(Object pointing dataset rows)
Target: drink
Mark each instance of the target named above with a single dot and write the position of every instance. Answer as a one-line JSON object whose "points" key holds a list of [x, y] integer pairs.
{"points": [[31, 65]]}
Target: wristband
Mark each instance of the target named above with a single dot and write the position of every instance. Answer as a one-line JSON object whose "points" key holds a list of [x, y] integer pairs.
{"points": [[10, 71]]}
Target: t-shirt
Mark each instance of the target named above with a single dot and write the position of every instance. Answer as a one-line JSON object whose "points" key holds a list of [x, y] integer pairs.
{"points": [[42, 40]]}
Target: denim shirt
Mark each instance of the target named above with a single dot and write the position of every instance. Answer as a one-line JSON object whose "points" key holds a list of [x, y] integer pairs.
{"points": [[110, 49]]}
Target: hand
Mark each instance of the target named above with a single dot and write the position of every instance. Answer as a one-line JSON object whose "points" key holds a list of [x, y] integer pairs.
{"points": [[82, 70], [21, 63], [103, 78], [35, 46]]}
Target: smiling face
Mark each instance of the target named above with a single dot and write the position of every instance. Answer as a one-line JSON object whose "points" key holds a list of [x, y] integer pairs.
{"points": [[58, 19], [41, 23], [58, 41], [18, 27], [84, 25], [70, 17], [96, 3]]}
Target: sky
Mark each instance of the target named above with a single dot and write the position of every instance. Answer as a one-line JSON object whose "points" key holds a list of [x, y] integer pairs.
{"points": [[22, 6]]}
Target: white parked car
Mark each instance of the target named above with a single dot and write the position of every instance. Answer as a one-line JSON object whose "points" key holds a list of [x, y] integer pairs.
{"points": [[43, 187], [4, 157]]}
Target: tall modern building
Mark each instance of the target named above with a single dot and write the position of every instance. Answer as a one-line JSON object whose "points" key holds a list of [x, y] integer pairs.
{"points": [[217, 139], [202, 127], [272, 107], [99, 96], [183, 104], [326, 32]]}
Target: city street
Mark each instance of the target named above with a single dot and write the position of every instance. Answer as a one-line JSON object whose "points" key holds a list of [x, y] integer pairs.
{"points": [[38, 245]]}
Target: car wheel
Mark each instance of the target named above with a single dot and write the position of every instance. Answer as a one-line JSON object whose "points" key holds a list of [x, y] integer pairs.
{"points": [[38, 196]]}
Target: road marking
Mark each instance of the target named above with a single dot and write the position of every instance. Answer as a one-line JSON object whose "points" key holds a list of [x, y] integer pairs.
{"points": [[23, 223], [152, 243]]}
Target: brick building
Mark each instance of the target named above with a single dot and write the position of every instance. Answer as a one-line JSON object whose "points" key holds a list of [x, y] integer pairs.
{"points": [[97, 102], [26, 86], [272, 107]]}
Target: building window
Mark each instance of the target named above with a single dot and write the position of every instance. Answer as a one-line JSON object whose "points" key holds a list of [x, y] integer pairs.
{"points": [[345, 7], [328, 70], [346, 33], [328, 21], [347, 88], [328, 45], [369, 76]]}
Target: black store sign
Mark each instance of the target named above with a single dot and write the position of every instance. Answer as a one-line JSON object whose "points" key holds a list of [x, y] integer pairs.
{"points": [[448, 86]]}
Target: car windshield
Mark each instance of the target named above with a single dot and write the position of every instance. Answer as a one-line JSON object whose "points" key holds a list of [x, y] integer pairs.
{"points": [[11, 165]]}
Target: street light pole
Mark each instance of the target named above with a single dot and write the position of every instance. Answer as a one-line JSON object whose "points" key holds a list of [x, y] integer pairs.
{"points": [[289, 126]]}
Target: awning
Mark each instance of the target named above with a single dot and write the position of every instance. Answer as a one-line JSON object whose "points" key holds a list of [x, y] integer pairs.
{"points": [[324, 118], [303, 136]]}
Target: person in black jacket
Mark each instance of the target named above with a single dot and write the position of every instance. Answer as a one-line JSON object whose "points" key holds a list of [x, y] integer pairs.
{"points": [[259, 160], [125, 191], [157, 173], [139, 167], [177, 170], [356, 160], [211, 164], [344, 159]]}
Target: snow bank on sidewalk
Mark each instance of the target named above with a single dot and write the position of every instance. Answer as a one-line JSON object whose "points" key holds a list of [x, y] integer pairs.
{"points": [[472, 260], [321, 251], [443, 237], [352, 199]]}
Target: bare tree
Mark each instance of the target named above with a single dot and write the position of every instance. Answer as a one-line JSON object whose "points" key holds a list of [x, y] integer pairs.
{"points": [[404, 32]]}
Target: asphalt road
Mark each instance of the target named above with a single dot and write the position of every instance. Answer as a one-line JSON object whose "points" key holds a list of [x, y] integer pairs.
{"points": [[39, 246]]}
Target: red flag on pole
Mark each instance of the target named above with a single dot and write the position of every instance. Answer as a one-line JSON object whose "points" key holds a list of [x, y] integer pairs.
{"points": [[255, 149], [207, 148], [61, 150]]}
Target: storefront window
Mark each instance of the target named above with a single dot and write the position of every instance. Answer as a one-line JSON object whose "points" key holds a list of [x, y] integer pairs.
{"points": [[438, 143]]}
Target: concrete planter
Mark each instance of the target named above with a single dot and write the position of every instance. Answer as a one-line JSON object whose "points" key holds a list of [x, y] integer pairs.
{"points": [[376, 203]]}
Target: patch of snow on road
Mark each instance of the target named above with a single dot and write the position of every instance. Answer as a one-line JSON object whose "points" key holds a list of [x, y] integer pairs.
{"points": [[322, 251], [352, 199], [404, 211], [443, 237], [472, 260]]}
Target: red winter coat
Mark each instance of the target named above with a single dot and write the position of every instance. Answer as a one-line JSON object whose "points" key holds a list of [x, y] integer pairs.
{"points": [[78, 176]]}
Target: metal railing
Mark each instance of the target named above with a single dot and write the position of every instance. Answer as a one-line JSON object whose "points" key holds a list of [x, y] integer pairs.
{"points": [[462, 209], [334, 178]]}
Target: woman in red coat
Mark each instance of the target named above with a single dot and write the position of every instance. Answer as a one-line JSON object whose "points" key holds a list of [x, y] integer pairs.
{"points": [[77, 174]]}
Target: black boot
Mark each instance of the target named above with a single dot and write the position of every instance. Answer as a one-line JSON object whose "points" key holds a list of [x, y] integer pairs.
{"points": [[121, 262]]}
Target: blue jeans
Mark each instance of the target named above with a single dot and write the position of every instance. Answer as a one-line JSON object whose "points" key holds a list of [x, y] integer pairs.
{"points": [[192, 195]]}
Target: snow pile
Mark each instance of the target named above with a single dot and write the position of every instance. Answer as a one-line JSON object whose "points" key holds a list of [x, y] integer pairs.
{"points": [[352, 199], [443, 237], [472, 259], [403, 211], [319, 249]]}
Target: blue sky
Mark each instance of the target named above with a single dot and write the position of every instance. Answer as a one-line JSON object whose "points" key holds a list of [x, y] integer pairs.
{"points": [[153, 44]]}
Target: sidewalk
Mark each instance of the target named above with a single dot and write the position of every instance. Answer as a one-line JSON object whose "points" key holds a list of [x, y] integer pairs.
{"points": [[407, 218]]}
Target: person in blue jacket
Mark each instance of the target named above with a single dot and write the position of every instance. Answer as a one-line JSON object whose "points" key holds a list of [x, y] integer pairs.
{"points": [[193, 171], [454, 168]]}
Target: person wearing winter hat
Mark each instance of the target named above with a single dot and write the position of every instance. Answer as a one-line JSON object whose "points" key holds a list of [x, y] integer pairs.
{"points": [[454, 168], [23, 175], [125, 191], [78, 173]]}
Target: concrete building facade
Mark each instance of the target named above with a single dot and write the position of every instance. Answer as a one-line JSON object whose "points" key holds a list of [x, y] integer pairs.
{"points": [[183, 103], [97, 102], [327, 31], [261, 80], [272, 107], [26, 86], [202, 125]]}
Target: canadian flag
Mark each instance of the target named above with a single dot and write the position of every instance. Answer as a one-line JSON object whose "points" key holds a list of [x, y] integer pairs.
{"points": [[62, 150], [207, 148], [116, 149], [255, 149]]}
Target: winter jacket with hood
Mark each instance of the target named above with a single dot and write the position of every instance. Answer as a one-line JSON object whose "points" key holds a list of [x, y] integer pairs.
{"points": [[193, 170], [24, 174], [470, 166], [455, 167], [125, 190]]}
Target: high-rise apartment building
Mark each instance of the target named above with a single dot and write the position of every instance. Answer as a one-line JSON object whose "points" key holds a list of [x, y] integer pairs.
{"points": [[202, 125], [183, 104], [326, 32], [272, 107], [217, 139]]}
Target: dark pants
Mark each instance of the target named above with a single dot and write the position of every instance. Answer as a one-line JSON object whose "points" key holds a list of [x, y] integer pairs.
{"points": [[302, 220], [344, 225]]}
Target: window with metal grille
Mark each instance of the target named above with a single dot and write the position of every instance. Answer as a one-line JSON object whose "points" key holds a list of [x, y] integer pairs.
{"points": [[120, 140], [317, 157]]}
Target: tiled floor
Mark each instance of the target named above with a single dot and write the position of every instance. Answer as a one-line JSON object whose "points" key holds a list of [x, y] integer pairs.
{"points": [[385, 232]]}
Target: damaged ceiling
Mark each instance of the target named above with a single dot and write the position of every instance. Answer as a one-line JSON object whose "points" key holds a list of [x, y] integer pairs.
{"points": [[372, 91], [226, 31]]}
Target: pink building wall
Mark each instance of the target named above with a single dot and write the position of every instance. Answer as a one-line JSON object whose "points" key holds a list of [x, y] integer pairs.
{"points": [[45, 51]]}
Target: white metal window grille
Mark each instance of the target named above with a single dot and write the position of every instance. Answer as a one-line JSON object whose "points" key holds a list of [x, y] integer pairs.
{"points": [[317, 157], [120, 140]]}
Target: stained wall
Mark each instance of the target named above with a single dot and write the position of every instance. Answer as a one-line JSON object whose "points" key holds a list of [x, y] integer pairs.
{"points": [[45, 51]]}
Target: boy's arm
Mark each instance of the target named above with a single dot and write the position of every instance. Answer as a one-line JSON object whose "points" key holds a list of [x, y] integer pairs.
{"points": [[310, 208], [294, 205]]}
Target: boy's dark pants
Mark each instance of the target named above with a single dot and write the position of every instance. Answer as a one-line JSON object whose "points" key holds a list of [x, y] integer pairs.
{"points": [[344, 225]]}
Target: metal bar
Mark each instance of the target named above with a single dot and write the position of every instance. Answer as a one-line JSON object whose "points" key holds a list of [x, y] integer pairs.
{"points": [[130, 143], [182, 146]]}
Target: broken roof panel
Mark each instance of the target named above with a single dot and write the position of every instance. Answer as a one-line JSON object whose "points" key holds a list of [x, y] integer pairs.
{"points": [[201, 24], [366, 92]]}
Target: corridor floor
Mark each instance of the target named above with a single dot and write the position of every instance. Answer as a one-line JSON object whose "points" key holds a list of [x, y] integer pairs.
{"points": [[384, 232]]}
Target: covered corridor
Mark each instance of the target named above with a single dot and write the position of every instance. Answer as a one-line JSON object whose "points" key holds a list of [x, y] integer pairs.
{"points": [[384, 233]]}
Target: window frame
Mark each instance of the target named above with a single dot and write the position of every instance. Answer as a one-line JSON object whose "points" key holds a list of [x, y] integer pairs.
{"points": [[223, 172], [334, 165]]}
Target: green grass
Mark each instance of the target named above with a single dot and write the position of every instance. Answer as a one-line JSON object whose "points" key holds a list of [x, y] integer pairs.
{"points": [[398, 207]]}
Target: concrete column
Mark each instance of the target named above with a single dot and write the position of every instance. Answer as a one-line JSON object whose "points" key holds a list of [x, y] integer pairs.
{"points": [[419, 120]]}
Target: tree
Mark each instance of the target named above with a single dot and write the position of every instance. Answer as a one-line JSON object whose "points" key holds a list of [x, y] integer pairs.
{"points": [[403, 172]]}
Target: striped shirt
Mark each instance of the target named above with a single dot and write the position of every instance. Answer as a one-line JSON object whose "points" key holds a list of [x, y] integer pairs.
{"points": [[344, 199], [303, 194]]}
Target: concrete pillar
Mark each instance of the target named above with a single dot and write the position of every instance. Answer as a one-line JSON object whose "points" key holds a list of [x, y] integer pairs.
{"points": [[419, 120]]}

WRITTEN REQUEST
Take every line from the one containing "Target: tree" to the end of the listing and output it exactly, with nothing else.

SOLVED PROBLEM
Target: tree
Mark each instance of the target named above with a single dot and write the position of every instance. Answer as a one-line JSON object whose "points" key holds a list of [x, y] integer pairs.
{"points": [[403, 172]]}
Target: striped shirt
Mark each instance of the target named above with a single dot and write the position of every instance. Answer as a one-line JSON object whose "points" key holds a list of [x, y] integer pairs.
{"points": [[344, 199], [303, 194]]}
Target: concrete pillar
Mark each instance of the target named above with a single dot and write the position of every instance. Answer as a one-line JSON object whose "points" key holds a list of [x, y] integer pairs.
{"points": [[419, 120]]}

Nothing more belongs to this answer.